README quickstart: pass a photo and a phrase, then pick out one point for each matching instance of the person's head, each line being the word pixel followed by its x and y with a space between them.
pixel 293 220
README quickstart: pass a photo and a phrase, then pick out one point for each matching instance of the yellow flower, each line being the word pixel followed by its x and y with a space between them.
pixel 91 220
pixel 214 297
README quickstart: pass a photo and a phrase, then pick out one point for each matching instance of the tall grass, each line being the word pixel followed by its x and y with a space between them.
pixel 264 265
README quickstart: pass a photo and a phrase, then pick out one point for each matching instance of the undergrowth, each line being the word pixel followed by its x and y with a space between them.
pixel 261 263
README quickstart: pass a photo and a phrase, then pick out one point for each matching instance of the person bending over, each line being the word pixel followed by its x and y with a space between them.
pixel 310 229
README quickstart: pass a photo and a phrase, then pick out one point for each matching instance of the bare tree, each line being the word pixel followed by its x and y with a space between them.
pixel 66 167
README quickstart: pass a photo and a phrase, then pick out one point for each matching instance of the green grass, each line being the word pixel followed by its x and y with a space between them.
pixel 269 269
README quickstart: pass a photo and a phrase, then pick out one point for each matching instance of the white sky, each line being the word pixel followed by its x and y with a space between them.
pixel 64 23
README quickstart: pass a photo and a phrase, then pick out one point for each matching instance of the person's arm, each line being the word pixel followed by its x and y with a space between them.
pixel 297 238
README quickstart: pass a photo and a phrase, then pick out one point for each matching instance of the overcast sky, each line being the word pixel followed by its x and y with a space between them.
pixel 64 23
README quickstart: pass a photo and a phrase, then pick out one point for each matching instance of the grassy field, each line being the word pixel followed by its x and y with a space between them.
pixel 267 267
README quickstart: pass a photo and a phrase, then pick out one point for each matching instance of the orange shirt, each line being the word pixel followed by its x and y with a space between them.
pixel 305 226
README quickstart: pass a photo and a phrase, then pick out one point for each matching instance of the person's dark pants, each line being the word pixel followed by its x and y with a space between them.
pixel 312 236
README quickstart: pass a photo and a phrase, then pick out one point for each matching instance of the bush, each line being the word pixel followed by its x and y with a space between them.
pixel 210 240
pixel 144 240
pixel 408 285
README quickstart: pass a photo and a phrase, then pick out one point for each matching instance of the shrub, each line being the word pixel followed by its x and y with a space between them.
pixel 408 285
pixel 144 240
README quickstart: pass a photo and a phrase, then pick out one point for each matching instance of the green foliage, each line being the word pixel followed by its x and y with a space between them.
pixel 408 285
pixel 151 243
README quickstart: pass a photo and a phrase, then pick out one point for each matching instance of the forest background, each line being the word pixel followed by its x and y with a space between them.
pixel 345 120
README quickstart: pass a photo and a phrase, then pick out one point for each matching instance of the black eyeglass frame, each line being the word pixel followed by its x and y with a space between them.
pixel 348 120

**Exercise**
Swap "pick out" for "mark" everywhere in the material above, and reproduce it otherwise unchanged.

**Reply to the task**
README quickstart: pass a photo and a phrase, then mark one point for each matching instance of the person's head, each line being the word pixel followed by its x and y with a space between them.
pixel 293 220
README quickstart: pass a photo and a phrase, then mark one point for each matching instance of the yellow flower, each line being the word pixel followed by its x and y with a space between them.
pixel 91 220
pixel 214 297
README quickstart: pass a photo and a phrase, then mark one point for each matching instance of the tall grass, each line being the word pixel followed by its x and y with a space between them.
pixel 264 265
README quickstart: pass a photo and a phrase, then mark one point for each matching instance of the undergrowth, each line being the word pixel followed by its x and y with a space between them.
pixel 261 263
README quickstart: pass a photo and a phrase, then mark one point for each matching instance of the person bending over, each line being the word pixel followed by its x and y with a space between them.
pixel 310 229
README quickstart: pass a photo and a phrase, then mark one point for each matching instance of the bare tree, each line being the word pixel followed by its x and y with a space between them.
pixel 66 167
README quickstart: pass a photo and a phrase, then mark one point for each matching instance of the green grass, each line being the word pixel followed by its x and y with a space between them.
pixel 269 269
README quickstart: pass a photo and a phrase, then mark one point for each matching instance of the white sky, each line being the word pixel followed by its x and y with a space between them.
pixel 64 23
README quickstart: pass a photo and a phrase, then mark one point for each matching instance of the person's arm, each line being the word pixel followed by its x and y with a space between them.
pixel 297 238
README quickstart: pass a photo and a phrase, then mark one point for each matching instance of the overcast sky, each line being the word pixel followed by its x and y with a space between them.
pixel 64 23
README quickstart: pass a photo and a phrase, then mark one point for each matching instance of the grassy field, each line being the word pixel followed by its x and y with a space between them.
pixel 267 267
README quickstart: pass a photo and a phrase, then mark one point for each matching instance of the orange shirt, each line being the word pixel followed by its x and y with a space between them.
pixel 305 226
README quickstart: pass a photo and a phrase, then mark one point for each matching instance of the person's dark pants, each line being the word pixel followed by its x and y with a space between them.
pixel 312 236
README quickstart: pass a photo and a phrase, then mark one point for each matching instance of the bush, each line being the word pixel followed by its x and y with a space between them.
pixel 210 240
pixel 144 240
pixel 408 285
README quickstart: pass a photo and a phrase, then mark one point for each matching instance of the shrub, each line being the word pixel followed by its x and y with a space between them.
pixel 408 285
pixel 144 240
README quickstart: pass a photo and a phrase, then mark one point for each matching instance of the green foliage, each line being the word pixel followed by its x and y with a space between them.
pixel 408 285
pixel 151 243
README quickstart: pass a photo and a phrase, then mark one point for each matching instance of the forest background, each line being the word pixel followed by its x and y with a space between them.
pixel 345 120
README quickstart: pass a photo and a phrase, then mark one point for each matching instance of the black eyeglass frame, each line being the word pixel followed by its x and y with a space between them.
pixel 348 120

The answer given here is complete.